INSTRUCTIONS FOR THE TASK. Locate each line in the rows below that contains the string "truck" and copy those lines out, treating uppercase and lowercase as different.

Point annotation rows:
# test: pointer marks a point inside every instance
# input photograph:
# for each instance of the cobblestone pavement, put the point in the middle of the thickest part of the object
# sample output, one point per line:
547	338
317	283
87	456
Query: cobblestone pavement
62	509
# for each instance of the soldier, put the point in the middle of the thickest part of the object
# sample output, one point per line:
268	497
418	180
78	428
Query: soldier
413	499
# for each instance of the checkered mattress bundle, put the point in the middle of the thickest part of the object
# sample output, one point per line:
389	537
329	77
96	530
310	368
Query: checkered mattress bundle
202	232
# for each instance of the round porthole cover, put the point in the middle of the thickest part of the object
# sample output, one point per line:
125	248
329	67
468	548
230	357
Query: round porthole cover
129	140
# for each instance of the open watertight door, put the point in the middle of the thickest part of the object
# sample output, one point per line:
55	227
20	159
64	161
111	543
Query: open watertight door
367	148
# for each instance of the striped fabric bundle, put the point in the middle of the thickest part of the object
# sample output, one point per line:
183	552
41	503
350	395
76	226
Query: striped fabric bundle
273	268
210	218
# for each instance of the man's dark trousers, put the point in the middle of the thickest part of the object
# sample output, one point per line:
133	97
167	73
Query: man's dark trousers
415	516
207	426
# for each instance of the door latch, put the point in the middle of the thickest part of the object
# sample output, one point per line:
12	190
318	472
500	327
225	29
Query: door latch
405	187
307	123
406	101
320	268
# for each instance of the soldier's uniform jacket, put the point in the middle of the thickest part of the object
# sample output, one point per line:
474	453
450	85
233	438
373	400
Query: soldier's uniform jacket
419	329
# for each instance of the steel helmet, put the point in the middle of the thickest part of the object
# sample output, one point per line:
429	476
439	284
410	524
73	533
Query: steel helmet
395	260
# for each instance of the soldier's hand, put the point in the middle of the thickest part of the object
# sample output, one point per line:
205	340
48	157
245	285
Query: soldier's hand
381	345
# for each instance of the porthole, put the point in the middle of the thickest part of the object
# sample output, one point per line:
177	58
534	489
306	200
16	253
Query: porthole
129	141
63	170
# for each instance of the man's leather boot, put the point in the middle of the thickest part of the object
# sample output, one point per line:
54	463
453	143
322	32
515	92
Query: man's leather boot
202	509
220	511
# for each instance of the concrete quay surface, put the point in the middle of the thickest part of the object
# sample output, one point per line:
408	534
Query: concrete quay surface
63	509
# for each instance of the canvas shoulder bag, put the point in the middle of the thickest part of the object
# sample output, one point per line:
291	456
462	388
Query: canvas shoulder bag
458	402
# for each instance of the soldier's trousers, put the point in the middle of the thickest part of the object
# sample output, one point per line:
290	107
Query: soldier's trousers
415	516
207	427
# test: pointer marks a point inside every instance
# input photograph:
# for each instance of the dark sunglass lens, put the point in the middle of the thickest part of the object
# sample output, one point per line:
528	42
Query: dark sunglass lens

* * *

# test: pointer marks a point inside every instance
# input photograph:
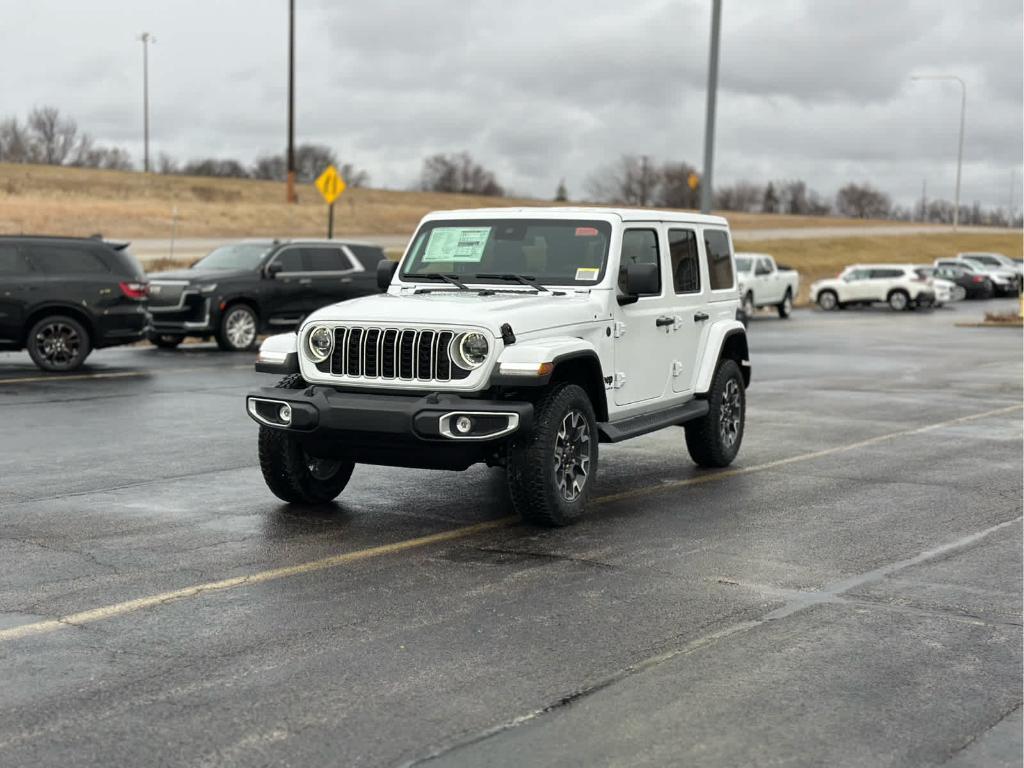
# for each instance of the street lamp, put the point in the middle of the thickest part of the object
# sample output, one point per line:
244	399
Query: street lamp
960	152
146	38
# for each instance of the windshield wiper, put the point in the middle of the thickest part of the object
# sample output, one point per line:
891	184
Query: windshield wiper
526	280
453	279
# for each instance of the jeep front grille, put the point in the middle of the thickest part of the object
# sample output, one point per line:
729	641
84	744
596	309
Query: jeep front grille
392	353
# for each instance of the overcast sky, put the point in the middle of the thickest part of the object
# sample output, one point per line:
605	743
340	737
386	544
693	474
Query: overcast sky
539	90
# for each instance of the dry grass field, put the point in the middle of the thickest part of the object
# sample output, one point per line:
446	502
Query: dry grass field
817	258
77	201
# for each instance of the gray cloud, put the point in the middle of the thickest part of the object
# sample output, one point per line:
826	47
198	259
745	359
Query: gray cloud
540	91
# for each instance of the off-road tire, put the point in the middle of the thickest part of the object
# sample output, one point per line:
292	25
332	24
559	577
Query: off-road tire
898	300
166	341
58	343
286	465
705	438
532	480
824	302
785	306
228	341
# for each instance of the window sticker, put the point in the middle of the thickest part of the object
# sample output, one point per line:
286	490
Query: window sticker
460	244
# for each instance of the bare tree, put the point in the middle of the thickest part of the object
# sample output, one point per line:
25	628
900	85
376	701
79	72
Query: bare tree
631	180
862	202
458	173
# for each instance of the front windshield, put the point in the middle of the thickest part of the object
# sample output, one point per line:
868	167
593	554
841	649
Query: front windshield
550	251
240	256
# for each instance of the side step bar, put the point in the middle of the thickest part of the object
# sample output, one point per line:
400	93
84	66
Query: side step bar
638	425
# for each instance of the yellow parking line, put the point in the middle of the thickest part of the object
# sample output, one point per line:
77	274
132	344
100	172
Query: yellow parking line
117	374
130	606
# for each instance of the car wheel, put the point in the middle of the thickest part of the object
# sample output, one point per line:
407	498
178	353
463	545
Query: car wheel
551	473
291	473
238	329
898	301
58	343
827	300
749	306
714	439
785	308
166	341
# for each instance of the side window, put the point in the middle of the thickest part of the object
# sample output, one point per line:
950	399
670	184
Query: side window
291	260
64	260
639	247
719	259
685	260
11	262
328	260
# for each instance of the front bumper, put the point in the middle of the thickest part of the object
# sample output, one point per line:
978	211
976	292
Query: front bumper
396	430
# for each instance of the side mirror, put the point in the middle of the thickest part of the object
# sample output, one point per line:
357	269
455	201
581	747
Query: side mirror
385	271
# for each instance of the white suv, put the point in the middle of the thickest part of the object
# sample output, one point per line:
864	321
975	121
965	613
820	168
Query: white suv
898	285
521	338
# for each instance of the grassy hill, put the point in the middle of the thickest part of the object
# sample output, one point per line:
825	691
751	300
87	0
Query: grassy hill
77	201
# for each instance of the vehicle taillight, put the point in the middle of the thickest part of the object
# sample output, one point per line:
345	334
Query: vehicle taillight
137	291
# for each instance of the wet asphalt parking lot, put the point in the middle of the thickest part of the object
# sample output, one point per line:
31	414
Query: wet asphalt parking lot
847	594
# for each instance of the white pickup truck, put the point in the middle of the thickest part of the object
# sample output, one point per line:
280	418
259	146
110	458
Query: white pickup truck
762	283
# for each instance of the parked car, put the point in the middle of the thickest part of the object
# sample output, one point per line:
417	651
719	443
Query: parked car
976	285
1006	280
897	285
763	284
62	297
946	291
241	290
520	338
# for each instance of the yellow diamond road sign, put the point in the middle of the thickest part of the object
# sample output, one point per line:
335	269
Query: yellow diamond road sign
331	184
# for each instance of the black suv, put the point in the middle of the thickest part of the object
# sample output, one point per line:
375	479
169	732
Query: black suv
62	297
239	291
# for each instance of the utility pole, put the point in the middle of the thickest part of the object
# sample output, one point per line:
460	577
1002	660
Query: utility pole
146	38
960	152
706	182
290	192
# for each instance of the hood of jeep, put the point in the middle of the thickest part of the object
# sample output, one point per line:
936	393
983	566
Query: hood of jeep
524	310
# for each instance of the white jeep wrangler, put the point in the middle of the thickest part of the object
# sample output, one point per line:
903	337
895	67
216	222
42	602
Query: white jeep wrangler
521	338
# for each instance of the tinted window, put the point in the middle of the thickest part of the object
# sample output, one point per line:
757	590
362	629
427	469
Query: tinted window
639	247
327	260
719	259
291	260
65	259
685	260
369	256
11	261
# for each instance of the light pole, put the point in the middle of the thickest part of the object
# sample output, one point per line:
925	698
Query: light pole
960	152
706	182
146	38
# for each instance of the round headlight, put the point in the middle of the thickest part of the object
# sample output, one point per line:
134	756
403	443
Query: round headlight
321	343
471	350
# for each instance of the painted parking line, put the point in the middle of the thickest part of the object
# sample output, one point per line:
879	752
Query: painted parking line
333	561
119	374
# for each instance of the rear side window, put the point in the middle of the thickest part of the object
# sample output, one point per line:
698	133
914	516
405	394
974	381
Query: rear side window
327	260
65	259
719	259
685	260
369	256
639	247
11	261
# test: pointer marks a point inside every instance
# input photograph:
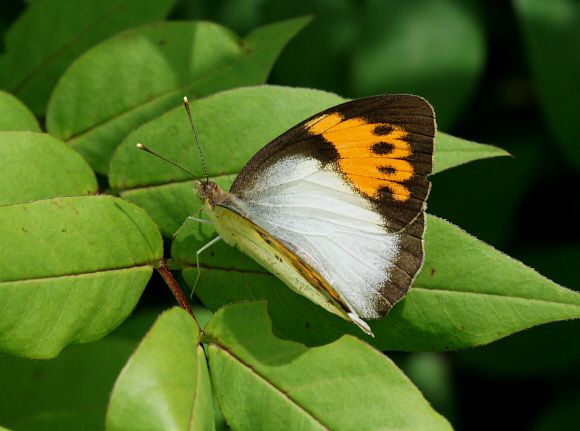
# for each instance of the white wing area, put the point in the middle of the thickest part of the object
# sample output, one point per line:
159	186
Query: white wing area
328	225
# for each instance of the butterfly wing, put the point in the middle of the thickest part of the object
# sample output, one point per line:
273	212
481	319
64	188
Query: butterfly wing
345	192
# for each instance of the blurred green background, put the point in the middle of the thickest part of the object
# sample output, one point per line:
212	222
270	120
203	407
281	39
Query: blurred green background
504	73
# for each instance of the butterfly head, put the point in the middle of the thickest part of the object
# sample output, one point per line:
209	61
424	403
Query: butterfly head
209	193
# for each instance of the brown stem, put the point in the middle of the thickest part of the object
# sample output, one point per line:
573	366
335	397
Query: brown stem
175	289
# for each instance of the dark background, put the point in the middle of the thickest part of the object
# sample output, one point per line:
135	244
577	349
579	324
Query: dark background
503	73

SOLUTION TO THIS TASK.
# for each instance of the white pickup truck, put the point in the middle of the thickest part of the object
Query: white pickup truck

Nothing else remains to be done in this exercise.